SELECTED EXCERPT ::
[START]

A miniature palace designed by Lutyens and promoted by Country Life offers a fascinating perspective on the 1920s, as Gavin Stamp explains.
Lying on a table in the library in Queen Mary’s Doll’s House in Windsor Castle is, among other contemporary journals, a miniature edition of Country Life (Fig 4), no wider than a 10p coin and dated September 19, 1923. its presence reflects the importance of the magazine, then as now, as well as the connections between Country Life and the Doll’s House project.
Sir Lawrence Weaver, then Architectural Editor, was co-editor with A. C. Benson and E. V. Lucas of the two-volume study of the model building and its decoration and contents and, crucially, director of the UK exhibits at the British Empire Exhibition held at Wembley in 1924 at which the Doll’s House was first exhibited. And, of course, Weaver, along with the magazine, had long been the promoter of the genius of the architect who designed the 5ft-high timber structure: Sir Edwin Lutyens.
Country Life gave Lutyens’s unusual building suitable coverage. in 1924, Christopher Hussey published two rather arch articles in the manner of Jonathan Swift to describe in detail ‘The Palace of Their Majesties The King and Queen of Lilliput’, noting how Lutyens, ‘the King’s Chief Architect, had, with the utmost ingenuity, designed; less to be a perpetual Habitation for their Majesties, than for a grand Example, to all coming from other Lands, of the Arts, Domestic Uses and Applied Sciences of Lilliput at that time’.

[END]

DATA PROVIDED ::

[START]

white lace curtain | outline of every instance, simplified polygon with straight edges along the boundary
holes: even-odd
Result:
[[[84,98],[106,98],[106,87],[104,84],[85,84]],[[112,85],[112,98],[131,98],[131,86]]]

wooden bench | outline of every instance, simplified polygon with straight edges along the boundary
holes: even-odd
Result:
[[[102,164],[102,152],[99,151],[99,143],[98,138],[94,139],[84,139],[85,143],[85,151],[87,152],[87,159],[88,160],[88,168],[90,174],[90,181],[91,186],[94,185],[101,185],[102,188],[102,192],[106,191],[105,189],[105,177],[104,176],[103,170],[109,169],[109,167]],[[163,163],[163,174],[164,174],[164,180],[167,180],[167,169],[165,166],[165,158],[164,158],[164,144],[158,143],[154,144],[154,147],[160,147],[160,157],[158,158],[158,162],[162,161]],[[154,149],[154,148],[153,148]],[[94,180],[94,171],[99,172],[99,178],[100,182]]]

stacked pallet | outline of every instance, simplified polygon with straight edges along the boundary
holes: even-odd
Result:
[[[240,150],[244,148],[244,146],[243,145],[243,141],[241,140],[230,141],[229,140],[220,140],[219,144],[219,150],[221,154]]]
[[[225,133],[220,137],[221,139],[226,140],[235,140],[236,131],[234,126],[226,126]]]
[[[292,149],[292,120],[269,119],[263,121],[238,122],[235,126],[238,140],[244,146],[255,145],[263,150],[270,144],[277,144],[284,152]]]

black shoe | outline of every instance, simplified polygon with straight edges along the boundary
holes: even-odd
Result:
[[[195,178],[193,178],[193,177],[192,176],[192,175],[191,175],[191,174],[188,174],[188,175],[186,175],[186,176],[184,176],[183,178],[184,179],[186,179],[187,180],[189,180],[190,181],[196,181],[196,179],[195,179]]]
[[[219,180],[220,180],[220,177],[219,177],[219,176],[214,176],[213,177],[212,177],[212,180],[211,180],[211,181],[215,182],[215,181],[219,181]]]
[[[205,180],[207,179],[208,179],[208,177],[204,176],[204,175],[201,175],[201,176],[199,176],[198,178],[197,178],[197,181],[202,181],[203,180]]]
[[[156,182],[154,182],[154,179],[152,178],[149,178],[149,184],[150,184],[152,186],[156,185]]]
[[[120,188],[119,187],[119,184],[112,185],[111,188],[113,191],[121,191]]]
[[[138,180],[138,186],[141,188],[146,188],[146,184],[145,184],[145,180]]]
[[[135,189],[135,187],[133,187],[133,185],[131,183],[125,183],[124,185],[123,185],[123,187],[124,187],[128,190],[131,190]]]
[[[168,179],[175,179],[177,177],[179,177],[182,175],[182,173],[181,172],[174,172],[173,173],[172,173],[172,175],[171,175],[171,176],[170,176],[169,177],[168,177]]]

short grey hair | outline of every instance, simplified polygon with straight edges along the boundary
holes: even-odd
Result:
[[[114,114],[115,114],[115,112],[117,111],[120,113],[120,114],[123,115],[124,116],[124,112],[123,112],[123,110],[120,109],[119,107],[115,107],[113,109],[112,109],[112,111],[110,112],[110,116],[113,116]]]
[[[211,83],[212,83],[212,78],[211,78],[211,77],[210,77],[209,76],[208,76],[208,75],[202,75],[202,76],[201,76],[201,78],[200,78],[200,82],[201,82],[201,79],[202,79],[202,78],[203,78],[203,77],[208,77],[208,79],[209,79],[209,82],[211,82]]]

[END]
[START]

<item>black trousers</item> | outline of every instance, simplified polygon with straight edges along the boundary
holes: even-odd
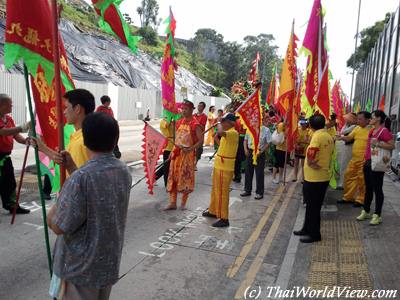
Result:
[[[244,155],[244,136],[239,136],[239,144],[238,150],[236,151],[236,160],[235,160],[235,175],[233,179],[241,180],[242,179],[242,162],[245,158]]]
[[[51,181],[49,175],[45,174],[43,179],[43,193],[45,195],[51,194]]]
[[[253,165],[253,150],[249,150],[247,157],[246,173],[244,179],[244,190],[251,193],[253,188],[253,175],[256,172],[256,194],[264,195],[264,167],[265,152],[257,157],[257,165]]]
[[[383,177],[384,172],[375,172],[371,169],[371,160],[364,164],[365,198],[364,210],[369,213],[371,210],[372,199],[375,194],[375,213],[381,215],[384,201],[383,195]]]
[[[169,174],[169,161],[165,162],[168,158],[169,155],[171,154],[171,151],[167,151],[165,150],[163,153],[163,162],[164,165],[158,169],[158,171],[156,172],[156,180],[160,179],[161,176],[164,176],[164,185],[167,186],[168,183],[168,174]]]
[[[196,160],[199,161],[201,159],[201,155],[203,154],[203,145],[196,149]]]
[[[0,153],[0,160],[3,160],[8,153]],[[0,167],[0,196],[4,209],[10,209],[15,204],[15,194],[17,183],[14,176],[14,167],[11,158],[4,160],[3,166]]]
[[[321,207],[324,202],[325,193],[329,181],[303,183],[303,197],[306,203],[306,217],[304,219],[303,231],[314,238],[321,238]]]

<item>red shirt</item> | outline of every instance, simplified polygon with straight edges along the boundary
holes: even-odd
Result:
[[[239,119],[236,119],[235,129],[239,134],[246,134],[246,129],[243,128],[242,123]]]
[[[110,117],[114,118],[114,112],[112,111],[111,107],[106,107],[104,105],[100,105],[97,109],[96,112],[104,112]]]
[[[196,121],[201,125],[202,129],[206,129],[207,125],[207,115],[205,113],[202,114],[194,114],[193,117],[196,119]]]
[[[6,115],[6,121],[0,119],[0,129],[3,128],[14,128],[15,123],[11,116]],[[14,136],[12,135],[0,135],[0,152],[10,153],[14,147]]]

[END]
[START]

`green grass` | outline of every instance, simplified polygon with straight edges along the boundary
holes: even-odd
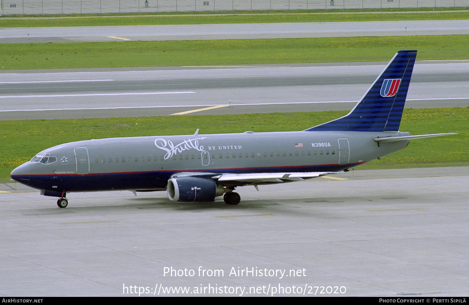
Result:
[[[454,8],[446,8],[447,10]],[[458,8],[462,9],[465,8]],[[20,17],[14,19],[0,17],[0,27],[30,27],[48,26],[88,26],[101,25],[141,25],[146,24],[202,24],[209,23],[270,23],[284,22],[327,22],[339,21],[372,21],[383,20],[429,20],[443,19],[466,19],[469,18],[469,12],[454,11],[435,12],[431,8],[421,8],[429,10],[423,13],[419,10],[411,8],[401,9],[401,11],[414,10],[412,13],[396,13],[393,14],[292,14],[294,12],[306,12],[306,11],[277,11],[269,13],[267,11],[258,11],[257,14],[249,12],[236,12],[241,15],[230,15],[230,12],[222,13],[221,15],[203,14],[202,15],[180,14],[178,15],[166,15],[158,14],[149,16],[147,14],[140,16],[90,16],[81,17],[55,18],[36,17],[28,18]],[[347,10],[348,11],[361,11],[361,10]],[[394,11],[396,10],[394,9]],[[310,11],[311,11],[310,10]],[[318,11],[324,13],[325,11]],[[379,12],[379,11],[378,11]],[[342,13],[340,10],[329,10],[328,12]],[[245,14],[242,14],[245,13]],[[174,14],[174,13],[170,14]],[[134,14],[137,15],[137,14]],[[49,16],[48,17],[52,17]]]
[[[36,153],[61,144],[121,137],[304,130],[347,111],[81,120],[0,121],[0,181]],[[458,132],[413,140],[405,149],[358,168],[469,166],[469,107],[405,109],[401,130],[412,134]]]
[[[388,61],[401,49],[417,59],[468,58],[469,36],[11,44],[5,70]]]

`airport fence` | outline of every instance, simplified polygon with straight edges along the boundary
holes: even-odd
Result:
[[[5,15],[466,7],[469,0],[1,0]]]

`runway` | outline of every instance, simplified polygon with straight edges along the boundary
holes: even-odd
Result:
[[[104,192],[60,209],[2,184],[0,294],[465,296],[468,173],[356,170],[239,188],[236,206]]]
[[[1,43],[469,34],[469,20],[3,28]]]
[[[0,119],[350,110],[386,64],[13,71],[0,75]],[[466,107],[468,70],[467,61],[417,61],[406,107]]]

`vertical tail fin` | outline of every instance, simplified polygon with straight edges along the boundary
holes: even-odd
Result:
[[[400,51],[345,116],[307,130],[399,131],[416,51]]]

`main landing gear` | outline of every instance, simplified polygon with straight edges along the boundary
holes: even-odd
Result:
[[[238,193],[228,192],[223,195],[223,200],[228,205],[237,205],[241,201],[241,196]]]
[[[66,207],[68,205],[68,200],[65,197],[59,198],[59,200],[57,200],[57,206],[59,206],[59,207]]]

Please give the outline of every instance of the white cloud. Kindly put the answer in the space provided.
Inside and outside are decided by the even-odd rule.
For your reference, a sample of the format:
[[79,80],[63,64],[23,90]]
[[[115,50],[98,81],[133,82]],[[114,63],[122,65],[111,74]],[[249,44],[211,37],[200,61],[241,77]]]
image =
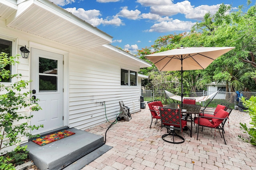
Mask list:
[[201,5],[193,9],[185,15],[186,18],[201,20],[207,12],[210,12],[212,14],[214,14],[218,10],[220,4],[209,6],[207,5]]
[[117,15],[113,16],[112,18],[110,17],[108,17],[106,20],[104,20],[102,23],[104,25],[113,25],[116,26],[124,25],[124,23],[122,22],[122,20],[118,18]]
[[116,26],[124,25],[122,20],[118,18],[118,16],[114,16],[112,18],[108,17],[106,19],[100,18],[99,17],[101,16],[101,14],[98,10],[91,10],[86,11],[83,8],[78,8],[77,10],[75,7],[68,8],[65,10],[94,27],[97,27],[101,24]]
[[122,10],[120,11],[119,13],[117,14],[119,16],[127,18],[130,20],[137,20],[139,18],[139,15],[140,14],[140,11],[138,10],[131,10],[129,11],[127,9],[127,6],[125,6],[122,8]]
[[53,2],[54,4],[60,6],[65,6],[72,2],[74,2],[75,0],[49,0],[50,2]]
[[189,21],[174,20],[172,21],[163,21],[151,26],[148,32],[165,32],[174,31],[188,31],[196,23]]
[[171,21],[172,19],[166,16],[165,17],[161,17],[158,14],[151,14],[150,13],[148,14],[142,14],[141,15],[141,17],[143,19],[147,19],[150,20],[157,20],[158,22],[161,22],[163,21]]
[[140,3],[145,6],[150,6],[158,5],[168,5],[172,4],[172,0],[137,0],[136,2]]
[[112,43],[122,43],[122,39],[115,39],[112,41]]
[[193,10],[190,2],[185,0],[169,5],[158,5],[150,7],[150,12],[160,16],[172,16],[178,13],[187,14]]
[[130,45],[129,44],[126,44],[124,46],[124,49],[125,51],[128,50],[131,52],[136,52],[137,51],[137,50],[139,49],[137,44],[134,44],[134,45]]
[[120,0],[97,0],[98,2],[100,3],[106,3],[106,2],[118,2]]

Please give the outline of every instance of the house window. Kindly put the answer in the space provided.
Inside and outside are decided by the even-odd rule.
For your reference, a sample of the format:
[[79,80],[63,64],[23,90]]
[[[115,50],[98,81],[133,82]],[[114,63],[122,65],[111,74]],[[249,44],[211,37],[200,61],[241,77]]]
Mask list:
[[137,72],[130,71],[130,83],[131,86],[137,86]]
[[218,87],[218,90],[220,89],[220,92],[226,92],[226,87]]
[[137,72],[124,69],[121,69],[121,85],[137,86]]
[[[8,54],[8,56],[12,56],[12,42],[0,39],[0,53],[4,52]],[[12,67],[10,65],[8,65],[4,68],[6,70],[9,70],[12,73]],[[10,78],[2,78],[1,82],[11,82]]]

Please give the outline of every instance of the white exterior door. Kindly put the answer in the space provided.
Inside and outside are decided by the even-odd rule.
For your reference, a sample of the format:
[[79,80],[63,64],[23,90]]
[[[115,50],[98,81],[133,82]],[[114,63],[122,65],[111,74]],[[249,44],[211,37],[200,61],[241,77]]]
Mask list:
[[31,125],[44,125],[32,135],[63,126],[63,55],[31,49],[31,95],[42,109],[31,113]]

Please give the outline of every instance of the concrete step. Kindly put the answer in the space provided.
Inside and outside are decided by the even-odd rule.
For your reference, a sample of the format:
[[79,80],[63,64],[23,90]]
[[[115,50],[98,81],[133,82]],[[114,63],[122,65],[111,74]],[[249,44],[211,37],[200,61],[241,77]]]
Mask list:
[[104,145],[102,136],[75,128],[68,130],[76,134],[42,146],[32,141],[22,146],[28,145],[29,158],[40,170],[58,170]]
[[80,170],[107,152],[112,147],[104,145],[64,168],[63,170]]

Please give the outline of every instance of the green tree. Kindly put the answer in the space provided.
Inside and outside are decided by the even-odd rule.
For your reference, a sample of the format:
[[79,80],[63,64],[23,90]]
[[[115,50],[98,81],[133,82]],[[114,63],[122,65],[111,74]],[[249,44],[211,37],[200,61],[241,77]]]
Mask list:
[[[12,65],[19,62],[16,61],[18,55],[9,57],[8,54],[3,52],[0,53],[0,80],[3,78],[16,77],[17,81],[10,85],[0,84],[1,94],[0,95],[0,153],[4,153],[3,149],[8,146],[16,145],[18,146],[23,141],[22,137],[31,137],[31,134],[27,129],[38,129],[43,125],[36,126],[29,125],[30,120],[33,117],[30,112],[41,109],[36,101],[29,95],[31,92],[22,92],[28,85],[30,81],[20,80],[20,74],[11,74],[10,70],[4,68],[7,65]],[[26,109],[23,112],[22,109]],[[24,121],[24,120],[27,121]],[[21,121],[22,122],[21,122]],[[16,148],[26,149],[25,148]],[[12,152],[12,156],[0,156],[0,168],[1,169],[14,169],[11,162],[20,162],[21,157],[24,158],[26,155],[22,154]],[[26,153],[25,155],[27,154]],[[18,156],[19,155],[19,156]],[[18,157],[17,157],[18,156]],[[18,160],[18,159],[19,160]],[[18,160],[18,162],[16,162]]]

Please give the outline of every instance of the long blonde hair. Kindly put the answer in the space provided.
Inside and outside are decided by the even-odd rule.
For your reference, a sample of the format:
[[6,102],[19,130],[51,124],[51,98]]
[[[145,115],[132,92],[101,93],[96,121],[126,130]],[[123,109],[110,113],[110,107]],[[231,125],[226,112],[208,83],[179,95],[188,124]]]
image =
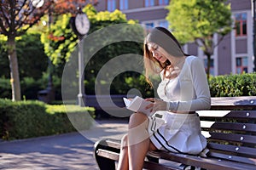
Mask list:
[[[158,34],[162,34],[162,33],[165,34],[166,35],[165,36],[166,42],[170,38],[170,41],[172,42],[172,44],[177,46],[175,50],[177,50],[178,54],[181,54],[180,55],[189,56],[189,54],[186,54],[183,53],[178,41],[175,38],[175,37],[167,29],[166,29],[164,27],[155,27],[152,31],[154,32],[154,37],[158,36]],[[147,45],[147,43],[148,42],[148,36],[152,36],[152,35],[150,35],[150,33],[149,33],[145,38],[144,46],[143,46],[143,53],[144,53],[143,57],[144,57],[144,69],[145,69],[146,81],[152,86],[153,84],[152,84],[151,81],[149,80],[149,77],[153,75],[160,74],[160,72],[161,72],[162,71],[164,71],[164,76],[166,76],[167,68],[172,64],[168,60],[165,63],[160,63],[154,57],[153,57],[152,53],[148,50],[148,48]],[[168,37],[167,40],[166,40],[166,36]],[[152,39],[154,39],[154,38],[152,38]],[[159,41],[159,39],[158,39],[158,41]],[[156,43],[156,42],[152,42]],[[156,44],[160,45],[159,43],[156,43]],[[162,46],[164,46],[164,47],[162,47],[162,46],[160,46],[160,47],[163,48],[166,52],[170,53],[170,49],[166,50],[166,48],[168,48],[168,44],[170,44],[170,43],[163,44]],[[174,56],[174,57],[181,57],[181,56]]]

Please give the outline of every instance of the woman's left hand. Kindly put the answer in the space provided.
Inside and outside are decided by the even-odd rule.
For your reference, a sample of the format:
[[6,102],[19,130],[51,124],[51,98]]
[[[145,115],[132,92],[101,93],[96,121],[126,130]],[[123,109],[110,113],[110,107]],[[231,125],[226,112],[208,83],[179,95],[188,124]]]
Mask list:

[END]

OBJECTIVE A ::
Name the three people that the passage on Queen Mary's Doll's House identifies as co-editors of the two-volume study of the model building.
OBJECTIVE B ::
Write out the part of the passage on Queen Mary's Doll's House starting with "A miniature palace" and going on through "Doll’s House project.".

EXERCISE RESULT A ::
Sir Lawrence Weaver, A. C. Benson, and E. V. Lucas

EXERCISE RESULT B ::
A miniature palace designed by Lutyens and promoted by Country Life offers a fascinating perspective on the 1920s, as Gavin Stamp explains.
Lying on a table in the library in Queen Mary’s Doll’s House in Windsor Castle is, among other contemporary journals, a miniature edition of Country Life (Fig 4), no wider than a 10p coin and dated September 19, 1923. its presence reflects the importance of the magazine, then as now, as well as the connections between Country Life and the Doll’s House project.